* DATA PROVIDED *
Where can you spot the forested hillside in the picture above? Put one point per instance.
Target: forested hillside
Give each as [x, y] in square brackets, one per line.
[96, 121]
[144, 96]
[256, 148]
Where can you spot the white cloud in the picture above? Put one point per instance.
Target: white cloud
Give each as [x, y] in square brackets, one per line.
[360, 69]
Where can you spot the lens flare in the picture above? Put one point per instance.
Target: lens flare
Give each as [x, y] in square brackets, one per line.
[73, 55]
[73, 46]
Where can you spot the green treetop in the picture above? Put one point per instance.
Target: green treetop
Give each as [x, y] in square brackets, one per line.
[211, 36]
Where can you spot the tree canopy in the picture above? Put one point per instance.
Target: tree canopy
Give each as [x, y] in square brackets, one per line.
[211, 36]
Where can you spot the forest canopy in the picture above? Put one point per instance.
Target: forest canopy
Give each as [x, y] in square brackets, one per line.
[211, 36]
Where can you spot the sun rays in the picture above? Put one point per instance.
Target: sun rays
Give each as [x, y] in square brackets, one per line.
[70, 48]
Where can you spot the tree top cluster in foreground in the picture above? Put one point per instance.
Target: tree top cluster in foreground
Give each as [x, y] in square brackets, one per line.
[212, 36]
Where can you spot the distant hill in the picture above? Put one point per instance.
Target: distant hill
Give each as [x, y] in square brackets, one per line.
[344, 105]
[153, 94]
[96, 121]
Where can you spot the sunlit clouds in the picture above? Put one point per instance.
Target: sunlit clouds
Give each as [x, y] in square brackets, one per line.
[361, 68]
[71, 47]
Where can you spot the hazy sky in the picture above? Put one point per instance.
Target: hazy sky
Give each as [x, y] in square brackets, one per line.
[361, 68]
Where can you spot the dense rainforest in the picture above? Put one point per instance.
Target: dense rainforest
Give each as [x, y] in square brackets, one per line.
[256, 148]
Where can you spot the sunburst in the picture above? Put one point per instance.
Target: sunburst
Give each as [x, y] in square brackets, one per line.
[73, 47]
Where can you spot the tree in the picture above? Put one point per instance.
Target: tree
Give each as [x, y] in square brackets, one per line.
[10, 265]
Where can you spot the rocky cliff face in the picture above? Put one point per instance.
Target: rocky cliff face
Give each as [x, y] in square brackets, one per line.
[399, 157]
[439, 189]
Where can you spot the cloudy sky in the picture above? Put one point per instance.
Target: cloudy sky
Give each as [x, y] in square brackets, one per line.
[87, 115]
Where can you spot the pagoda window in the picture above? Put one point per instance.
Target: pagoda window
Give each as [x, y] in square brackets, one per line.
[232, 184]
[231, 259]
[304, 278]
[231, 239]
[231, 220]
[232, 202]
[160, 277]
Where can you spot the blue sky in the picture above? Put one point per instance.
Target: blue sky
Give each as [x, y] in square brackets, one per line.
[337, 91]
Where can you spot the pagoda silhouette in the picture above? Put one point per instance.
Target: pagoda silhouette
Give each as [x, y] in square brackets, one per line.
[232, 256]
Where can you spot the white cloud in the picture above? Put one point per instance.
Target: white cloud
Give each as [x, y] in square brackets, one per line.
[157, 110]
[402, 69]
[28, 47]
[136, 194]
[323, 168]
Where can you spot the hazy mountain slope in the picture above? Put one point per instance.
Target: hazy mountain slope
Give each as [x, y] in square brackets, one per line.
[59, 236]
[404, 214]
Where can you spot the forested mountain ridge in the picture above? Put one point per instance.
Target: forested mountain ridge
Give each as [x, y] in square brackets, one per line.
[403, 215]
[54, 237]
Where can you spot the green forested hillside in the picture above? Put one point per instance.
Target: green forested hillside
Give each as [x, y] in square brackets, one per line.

* TO BE DONE *
Copy each line of the data exactly, leaving nothing out.

* RESPONSE BELOW *
Where can you spot the forested hillside in the picture above? Put one point per instance.
Target: forested hillside
Give each as [x, y] in square brackets, one per line.
[96, 121]
[144, 96]
[256, 148]
Where can you spot the white cloud in the picture above? Put one point per instance.
Target: white cloud
Give each as [x, y] in square brackets, one per line.
[360, 69]
Where can you spot the lens flare in the picture above? Put one point per instance.
Target: lens flare
Give each as [x, y] in square brackets, one per line.
[73, 55]
[73, 46]
Where can you spot the green treetop in the picture above? Put one point per instance.
Target: green treetop
Give each as [x, y] in square brackets, one per line.
[211, 36]
Where can you spot the tree canopy in the picture above? Put one point per instance.
Target: tree canopy
Give each as [x, y] in square brackets, one per line.
[211, 36]
Where can you spot the forest canopy in the picture above? Put one point per instance.
Target: forest canopy
Give each as [x, y] in square brackets, one per line.
[211, 36]
Where can you spot the sun rays in the picture above? Put one point per instance.
Target: sun rays
Give each as [x, y] in square brackets, one per line.
[70, 48]
Where can you spot the tree top cluster in foreground in the picture above? Put one point per instance.
Target: tree top cluster in foreground
Give each as [x, y] in square brackets, one per line.
[212, 36]
Where can you spot the distant hill in the picture above? Put one point per instance.
Target: distant hill
Give each as [x, y] in square brackets, one per line.
[344, 105]
[153, 94]
[96, 121]
Where can you spot the sunlit clouds in the picture above? Put one point per instance.
Target: sunlit clouds
Give each as [x, y] in square brackets, one per line.
[361, 68]
[71, 47]
Where can you spot the hazy sky in the picture above? Put one point per instance.
Target: hazy sky
Give each as [x, y] in square brackets, one per line.
[361, 68]
Where can you spot the dense rainforest in the picture above? Put one point per instance.
Target: dense rainforest
Give each as [x, y] in square brackets, one per line.
[256, 148]
Where can you spot the sunburst in the picture above? Put one point per instance.
Target: sunburst
Give each as [x, y] in square brackets, one per line.
[73, 47]
Where can you spot the tree in the picture above? Put one point per instance.
Target: tree
Give each as [x, y] in square brackets, one per line.
[10, 265]
Where can you spot the rocky cliff face in the picture above? Put one point per instance.
Target: rocky cliff face
Give each as [x, y] in square brackets, one per line.
[399, 157]
[439, 189]
Where can you spot the cloudy sky in the picture above? Put one point per instance.
Target: cloudy sky
Give each as [x, y] in square brackets, one per line.
[87, 115]
Where can you spot the pagoda window in the picture above? Put one point per instance.
Target: pagoda window
Give each as [x, y] in square brackets, one per line.
[232, 184]
[231, 259]
[304, 278]
[231, 239]
[231, 220]
[232, 202]
[160, 277]
Where can you spot the blue sky in the picture above? Put one point per instance.
Target: blue sky
Give each as [x, y] in square brackets, one per line.
[337, 91]
Where can you spot the pagoda silhouette in the picture above? Put one point per instance.
Target: pagoda silhouette
Give each as [x, y] in square brackets, one per line.
[232, 256]
Where can you spot the white cloud in the picture above? Put one point per instance.
Target: white cloud
Give each as [x, y] in square brackets, one per line.
[157, 110]
[402, 69]
[28, 47]
[136, 194]
[323, 168]
Where can you spot the hazy mountain slope in the picture above? Put one point per instance.
Target: hazy mountain slope
Give each as [x, y] in square brackets, one per line.
[59, 236]
[404, 214]
Where can you spot the forested mountain ridge in the picture above? Put one point per instance.
Target: forested mountain ridge
Give each as [x, y] in square brackets, one per line.
[403, 215]
[54, 237]
Where can you spot the green forested hillside in the picture above? Put one point per instance.
Target: green forested hillside
Give each as [x, y] in square brackets, one per line.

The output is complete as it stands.